### Document extract
** begin **
Nightfall is the ninth studio album by American country music group Little Big Town. It was released on January 17, 2020, by Capitol Nashville, and was self produced by Little Big Town with major production assistance from Daniel Tashian and Ian Fitchuk. It includes the singles "Over Drinking", "The Daughters", and "Wine, Beer, Whiskey". It was nominated for the Grammy Award for Best Country Album and both "The Daughters" and "Sugar Coat" were nominated for the Grammy Award for Best Country Duo/Group Performance.

Critical reception

Nightfall received positive reviews from music critics, respectively. At Metacritic, which assigns a normalized rating out of 100 to reviews from mainstream critics, the album has an average score of 74 based on 4 reviews, indicating "generally favorable reviews."

The album was placed fourth on the Billboard (magazine) list of Top Country Albums of 2020. Billboard editors describe the band as reaching “substantive emotional richness that few groups can touch” on the album.

Stephen Thomas Erlewine of AllMusic wrote that "The labor is evident, particularly in the careful construction of the compositions and the subtle shading on individual tracks" and "it's music for meditative mornings or for afternoons in need of a dose of consolation and comfort." He also compared the band's sound favorably to Fleetwood Mac.
** end **
### Given information
** begin **
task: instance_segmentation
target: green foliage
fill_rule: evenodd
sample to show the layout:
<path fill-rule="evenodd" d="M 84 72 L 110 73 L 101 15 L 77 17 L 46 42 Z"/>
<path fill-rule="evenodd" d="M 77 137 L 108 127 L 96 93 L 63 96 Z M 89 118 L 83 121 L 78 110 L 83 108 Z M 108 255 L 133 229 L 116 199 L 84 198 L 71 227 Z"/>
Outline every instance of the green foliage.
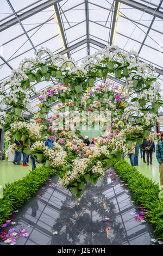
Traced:
<path fill-rule="evenodd" d="M 125 160 L 114 160 L 114 167 L 133 192 L 133 200 L 146 207 L 148 221 L 155 227 L 155 232 L 159 239 L 163 239 L 163 199 L 158 197 L 159 184 L 145 177 Z"/>
<path fill-rule="evenodd" d="M 21 180 L 6 184 L 3 188 L 3 197 L 0 199 L 0 225 L 7 221 L 11 211 L 18 210 L 27 201 L 27 197 L 34 194 L 53 174 L 54 170 L 41 166 Z"/>

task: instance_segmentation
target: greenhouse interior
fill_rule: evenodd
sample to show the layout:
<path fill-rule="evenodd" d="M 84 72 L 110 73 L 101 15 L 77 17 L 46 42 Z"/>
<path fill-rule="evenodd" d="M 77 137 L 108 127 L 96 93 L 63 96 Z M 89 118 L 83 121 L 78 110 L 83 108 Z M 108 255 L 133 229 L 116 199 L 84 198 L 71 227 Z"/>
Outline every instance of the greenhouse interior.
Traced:
<path fill-rule="evenodd" d="M 0 245 L 160 248 L 163 0 L 0 10 Z"/>

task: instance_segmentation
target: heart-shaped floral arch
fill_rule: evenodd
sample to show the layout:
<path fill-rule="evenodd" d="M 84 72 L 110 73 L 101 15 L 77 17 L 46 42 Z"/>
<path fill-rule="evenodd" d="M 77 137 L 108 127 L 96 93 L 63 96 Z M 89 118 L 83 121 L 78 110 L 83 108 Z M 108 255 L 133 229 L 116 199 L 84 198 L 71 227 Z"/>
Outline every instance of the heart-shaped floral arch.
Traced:
<path fill-rule="evenodd" d="M 109 77 L 117 81 L 123 78 L 125 86 L 120 89 L 111 86 Z M 102 80 L 104 86 L 95 86 Z M 24 117 L 23 111 L 33 114 L 30 97 L 35 94 L 35 84 L 42 81 L 51 81 L 52 84 L 40 93 L 35 120 Z M 133 142 L 141 144 L 143 137 L 149 135 L 162 104 L 160 87 L 152 67 L 140 62 L 134 52 L 126 53 L 115 46 L 108 46 L 85 58 L 78 66 L 73 60 L 42 48 L 35 59 L 22 61 L 2 84 L 1 107 L 7 108 L 0 112 L 0 125 L 10 142 L 7 154 L 17 149 L 34 154 L 59 174 L 61 186 L 80 197 L 85 184 L 96 184 L 113 159 L 121 159 Z M 65 115 L 67 108 L 71 113 L 103 111 L 111 112 L 111 127 L 96 138 L 94 145 L 86 147 L 79 133 L 72 136 L 65 126 L 62 130 L 56 129 L 54 118 L 48 119 L 56 102 L 59 105 L 53 109 L 55 119 L 57 111 Z M 45 141 L 53 136 L 49 148 Z M 24 144 L 16 146 L 15 139 Z"/>

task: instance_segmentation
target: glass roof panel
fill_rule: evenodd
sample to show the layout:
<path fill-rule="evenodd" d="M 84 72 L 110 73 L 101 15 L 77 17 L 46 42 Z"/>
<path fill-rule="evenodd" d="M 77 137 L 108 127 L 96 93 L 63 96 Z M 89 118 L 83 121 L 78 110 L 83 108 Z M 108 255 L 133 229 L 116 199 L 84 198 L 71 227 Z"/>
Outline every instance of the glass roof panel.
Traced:
<path fill-rule="evenodd" d="M 139 54 L 140 57 L 144 58 L 149 62 L 156 63 L 160 66 L 163 66 L 163 54 L 158 53 L 157 51 L 143 46 Z"/>

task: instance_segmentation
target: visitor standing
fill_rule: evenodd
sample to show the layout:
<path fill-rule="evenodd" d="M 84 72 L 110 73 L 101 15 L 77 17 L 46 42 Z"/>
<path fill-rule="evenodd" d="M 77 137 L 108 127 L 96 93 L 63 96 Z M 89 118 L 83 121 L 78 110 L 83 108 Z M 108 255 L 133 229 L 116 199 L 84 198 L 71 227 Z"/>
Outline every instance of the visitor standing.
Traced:
<path fill-rule="evenodd" d="M 135 145 L 136 145 L 136 142 L 133 142 L 131 149 L 128 154 L 130 159 L 130 163 L 132 166 L 134 166 L 134 160 L 135 160 Z"/>
<path fill-rule="evenodd" d="M 90 144 L 88 136 L 85 136 L 83 142 L 84 143 L 86 144 L 87 146 L 89 146 Z"/>
<path fill-rule="evenodd" d="M 16 145 L 17 145 L 18 146 L 20 146 L 23 144 L 23 142 L 22 141 L 16 141 L 15 140 L 14 142 L 14 143 L 16 144 Z M 14 164 L 16 164 L 16 162 L 17 162 L 16 164 L 18 165 L 21 165 L 21 163 L 20 163 L 20 161 L 21 160 L 21 157 L 22 157 L 22 152 L 19 152 L 18 150 L 15 150 L 14 151 L 14 159 L 12 161 L 12 163 Z"/>
<path fill-rule="evenodd" d="M 150 163 L 152 164 L 152 154 L 153 152 L 155 152 L 155 144 L 153 141 L 153 138 L 152 137 L 149 137 L 149 141 L 147 141 L 146 147 L 145 148 L 146 152 L 147 154 L 147 164 L 149 165 L 149 159 L 150 156 Z"/>
<path fill-rule="evenodd" d="M 135 149 L 135 157 L 134 157 L 134 166 L 138 166 L 138 156 L 139 156 L 139 148 L 140 148 L 140 145 L 136 143 Z"/>
<path fill-rule="evenodd" d="M 143 140 L 143 143 L 142 145 L 140 145 L 140 147 L 142 148 L 142 151 L 143 152 L 143 162 L 146 163 L 147 162 L 146 161 L 145 159 L 145 155 L 146 155 L 146 151 L 145 151 L 145 148 L 146 147 L 146 144 L 147 143 L 147 139 L 145 137 L 144 137 Z"/>
<path fill-rule="evenodd" d="M 141 158 L 142 158 L 142 148 L 141 147 L 141 145 L 140 145 L 140 152 Z"/>
<path fill-rule="evenodd" d="M 163 132 L 161 133 L 161 140 L 156 146 L 156 157 L 160 164 L 160 181 L 161 191 L 159 194 L 160 198 L 163 198 Z"/>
** end **
### Stated task 1
Rewrite the paragraph of the album article that begins "Nightfall is the ninth studio album" as a short bulleted list that keeps its main facts.
### Stated task 2
Quote the records word for word, starting with their first line and continuing through the line that contains "0 245 L 160". Leave the pictures out of your answer.
The text and the records were taken from separate sources.

### Problem solution 1
- Nightfall is the ninth studio album by the American country music group Little Big Town.
- Capitol Nashville released it on January 17, 2020.
- The band produced it themselves, with major help from Daniel Tashian and Ian Fitchuk.
- Its singles are "Over Drinking," "The Daughters," and "Wine, Beer, Whiskey."
- It was nominated for the Grammy Award for Best Country Album.
- "The Daughters" and "Sugar Coat" were both nominated for the Grammy Award for Best Country Duo/Group Performance.

### Problem solution 2
task: instance_segmentation
target: green foliage
fill_rule: evenodd
sample to show the layout:
<path fill-rule="evenodd" d="M 84 72 L 110 73 L 101 15 L 77 17 L 46 42 Z"/>
<path fill-rule="evenodd" d="M 77 137 L 108 127 L 96 93 L 63 96 Z M 89 118 L 83 121 L 78 110 L 83 108 Z M 108 255 L 133 229 L 116 199 L 84 198 L 71 227 Z"/>
Outline every instance of the green foliage.
Traced:
<path fill-rule="evenodd" d="M 125 160 L 114 160 L 114 167 L 133 192 L 133 200 L 146 207 L 148 221 L 155 227 L 155 232 L 159 239 L 163 239 L 163 199 L 158 197 L 159 184 L 145 177 Z"/>
<path fill-rule="evenodd" d="M 21 180 L 6 184 L 3 188 L 3 197 L 0 199 L 0 225 L 7 221 L 11 211 L 18 210 L 27 201 L 27 197 L 34 194 L 53 174 L 54 170 L 41 166 Z"/>

task: instance_segmentation
target: greenhouse interior
fill_rule: evenodd
sample to show the layout:
<path fill-rule="evenodd" d="M 84 72 L 110 73 L 101 15 L 77 17 L 46 42 Z"/>
<path fill-rule="evenodd" d="M 77 137 L 108 127 L 96 93 L 63 96 Z M 89 118 L 83 121 L 78 110 L 83 108 Z M 108 255 L 133 229 L 116 199 L 84 198 L 71 227 Z"/>
Outline every instance of the greenhouse interior.
Traced:
<path fill-rule="evenodd" d="M 0 245 L 160 248 L 163 0 L 0 10 Z"/>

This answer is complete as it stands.